=== REQUIRED ACTIONS ===
[1] Translate into Spanish the sentence "However, UTF-8 is now used in most web pages." from the browser-language excerpt.
[2] Turn the paragraph of the browser-language excerpt that begins "Next, there is another big difference" into a short bulleted list that keeps its main facts.

=== PAGE EXTRACT ===
First, it's difficult to decide which language is the primary language of each web page. For example, lang attribute may not be specified explicitly, wrong lang attribute value may be set, etc. When legacy encoding is used, the encoding was very good hit.  However, UTF-8 is now used in most web pages. So, we've lost a big hint to *guess* the language of the web contents.

Next, there is another big difference of preferred font in each language, that is, Serif vs. Sans-serif. If Gecko judges a web page should be rendered with fonts for en-US, but if actual content is written Japanese, Japanese characters are rendered with Japanese serif fonts.  However, Japanese characters (most of them are Chinese characters) have a lot of lines different from Western languages.  Therefore, glyph of Serif fonts are very difficult to read (and ugly) on screen due to lower resolution than printing. So, misjudging language may cause this problem.

Finally, user's primary language's default font must be easiest font to read *any* character because any users see such fonts in most time.  Therefore, it's the safest way to refer OS locale when Gecko is not sure the language of the content.

So, I think that it's not true.

> 2) You say that, an example is that your OS is "ja" and your browser is
> "en-US"
> 
> What if the values are reversed - your browser is "ja" and your OS is
> "en-US"?
> 
> To be honest, I feel like your OS should not affect your browser. If you
> installed "en-US" - your experience should be "en-US'. If you installed "ja"
> (we have nightly builds for ja), you should have the "ja" experience.
> 
> I struggle to see the value in skipping browser locale choice to follow OS
> locale choice.

I think that's wrong. Some users may use English locale even they stay their primary language's web sites in most time. Using English version of browser really helps to report bugs. Imagine, when you want to report a bug with an error message, you need to *find* the message from the resource because translating words to English won't restore original words in most cases.

=== DATA ROWS ===
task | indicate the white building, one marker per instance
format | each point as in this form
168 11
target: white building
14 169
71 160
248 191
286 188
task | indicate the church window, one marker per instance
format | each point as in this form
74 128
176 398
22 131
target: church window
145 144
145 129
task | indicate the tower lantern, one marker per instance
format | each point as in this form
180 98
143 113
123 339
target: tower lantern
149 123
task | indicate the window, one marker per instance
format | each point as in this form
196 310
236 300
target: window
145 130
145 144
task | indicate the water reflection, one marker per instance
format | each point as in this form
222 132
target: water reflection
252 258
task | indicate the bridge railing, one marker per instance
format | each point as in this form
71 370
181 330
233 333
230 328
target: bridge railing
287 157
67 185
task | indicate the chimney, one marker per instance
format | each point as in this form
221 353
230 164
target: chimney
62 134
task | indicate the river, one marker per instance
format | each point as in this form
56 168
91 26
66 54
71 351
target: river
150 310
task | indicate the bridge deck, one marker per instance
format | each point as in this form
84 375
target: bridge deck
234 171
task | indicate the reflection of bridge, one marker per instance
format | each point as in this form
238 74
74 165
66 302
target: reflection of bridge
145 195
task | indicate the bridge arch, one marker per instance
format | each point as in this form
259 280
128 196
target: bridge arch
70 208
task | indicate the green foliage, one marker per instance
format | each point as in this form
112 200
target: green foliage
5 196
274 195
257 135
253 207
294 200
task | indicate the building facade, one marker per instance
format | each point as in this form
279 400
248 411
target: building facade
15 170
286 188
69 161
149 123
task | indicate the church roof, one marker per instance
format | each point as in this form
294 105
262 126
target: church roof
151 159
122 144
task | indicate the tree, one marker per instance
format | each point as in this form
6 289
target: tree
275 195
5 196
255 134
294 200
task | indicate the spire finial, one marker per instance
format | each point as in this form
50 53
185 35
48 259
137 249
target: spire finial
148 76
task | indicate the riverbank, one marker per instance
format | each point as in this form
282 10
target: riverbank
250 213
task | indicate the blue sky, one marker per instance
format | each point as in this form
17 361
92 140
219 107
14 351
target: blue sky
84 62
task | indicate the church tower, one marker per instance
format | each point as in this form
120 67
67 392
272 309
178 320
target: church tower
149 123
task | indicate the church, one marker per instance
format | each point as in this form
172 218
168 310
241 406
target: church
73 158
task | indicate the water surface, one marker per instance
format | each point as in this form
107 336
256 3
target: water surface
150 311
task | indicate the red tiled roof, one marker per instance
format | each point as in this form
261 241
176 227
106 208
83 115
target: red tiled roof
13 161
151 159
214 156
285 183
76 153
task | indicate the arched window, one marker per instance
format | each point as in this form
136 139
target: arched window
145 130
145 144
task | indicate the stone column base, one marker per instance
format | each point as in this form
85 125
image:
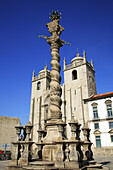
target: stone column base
49 152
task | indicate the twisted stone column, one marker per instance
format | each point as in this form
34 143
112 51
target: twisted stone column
55 93
55 42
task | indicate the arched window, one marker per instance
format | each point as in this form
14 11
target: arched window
38 85
95 110
74 75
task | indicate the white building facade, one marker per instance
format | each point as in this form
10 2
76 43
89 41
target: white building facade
101 122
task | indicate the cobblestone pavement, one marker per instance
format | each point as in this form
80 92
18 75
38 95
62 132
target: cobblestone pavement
106 161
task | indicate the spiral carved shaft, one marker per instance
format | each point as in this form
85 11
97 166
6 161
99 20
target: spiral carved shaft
55 94
55 42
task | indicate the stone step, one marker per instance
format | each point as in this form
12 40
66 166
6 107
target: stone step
46 168
39 168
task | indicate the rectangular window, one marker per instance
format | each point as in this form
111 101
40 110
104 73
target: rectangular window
98 142
95 112
111 138
96 125
110 125
75 92
109 110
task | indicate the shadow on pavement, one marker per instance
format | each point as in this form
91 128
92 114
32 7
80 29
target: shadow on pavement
105 163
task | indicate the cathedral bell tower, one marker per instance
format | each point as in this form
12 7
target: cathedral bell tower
79 81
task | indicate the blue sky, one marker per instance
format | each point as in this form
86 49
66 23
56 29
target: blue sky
88 25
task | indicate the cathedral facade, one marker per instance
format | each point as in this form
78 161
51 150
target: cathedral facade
79 83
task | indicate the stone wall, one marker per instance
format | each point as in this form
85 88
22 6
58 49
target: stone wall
7 131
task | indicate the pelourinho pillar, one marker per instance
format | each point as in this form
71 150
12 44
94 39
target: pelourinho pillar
55 88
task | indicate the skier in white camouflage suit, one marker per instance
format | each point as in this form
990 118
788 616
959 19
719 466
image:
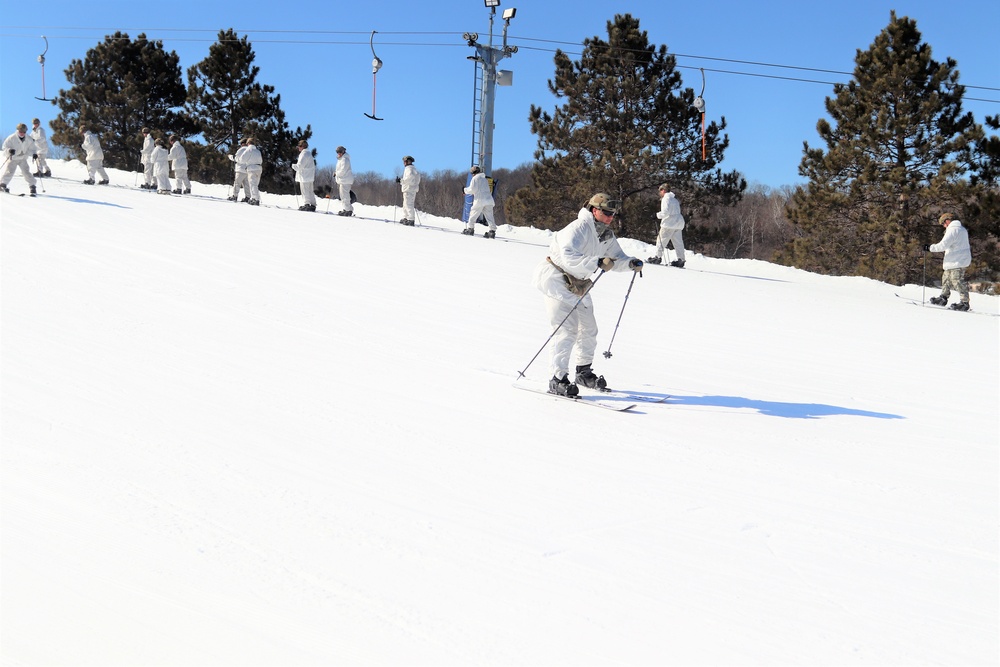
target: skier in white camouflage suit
161 167
482 204
957 258
671 225
240 179
95 157
41 148
305 175
146 160
410 184
578 250
255 167
17 148
344 176
178 159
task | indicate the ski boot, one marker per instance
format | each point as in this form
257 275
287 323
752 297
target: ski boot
588 378
563 387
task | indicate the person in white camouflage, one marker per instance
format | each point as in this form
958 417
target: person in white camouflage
41 148
957 258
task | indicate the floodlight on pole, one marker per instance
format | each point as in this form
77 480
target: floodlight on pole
487 59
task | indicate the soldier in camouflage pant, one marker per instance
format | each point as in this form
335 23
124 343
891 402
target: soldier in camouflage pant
954 279
957 257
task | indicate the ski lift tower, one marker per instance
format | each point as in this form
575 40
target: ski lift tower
487 77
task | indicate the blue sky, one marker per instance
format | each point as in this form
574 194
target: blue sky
317 56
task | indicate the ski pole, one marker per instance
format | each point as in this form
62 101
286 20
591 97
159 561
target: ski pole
923 280
607 353
571 311
40 179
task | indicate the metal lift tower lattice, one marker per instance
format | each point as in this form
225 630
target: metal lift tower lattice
487 77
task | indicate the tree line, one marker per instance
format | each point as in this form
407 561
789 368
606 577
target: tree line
898 150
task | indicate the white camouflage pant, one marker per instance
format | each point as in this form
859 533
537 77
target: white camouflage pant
670 236
579 331
409 212
954 279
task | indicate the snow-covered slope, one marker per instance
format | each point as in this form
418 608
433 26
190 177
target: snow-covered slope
254 436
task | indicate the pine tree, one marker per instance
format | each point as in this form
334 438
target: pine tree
627 126
120 86
227 103
896 152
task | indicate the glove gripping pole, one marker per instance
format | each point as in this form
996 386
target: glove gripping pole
607 353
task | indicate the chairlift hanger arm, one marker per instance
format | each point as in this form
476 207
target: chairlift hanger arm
376 66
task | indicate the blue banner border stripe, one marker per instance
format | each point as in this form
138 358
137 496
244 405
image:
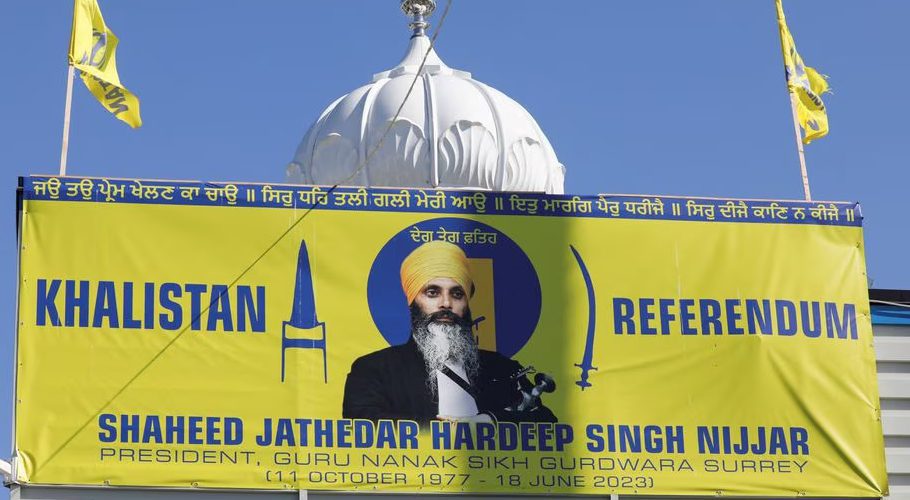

=== RESPONSES PER TASK ===
[1] Sin embargo, UTF-8 se usa ahora en la mayoría de las páginas web.

[2]
- Languages differ in their preferred font style: serif or sans-serif.
- If Gecko decides a page should use en-US fonts but the content is Japanese, the Japanese characters are shown in Japanese serif fonts.
- Japanese characters, most of which are Chinese characters, have many more lines than Western letters.
- Screens have lower resolution than print, so serif glyphs for these characters are very hard to read and look ugly.
- Misjudging a page's language can therefore cause this problem.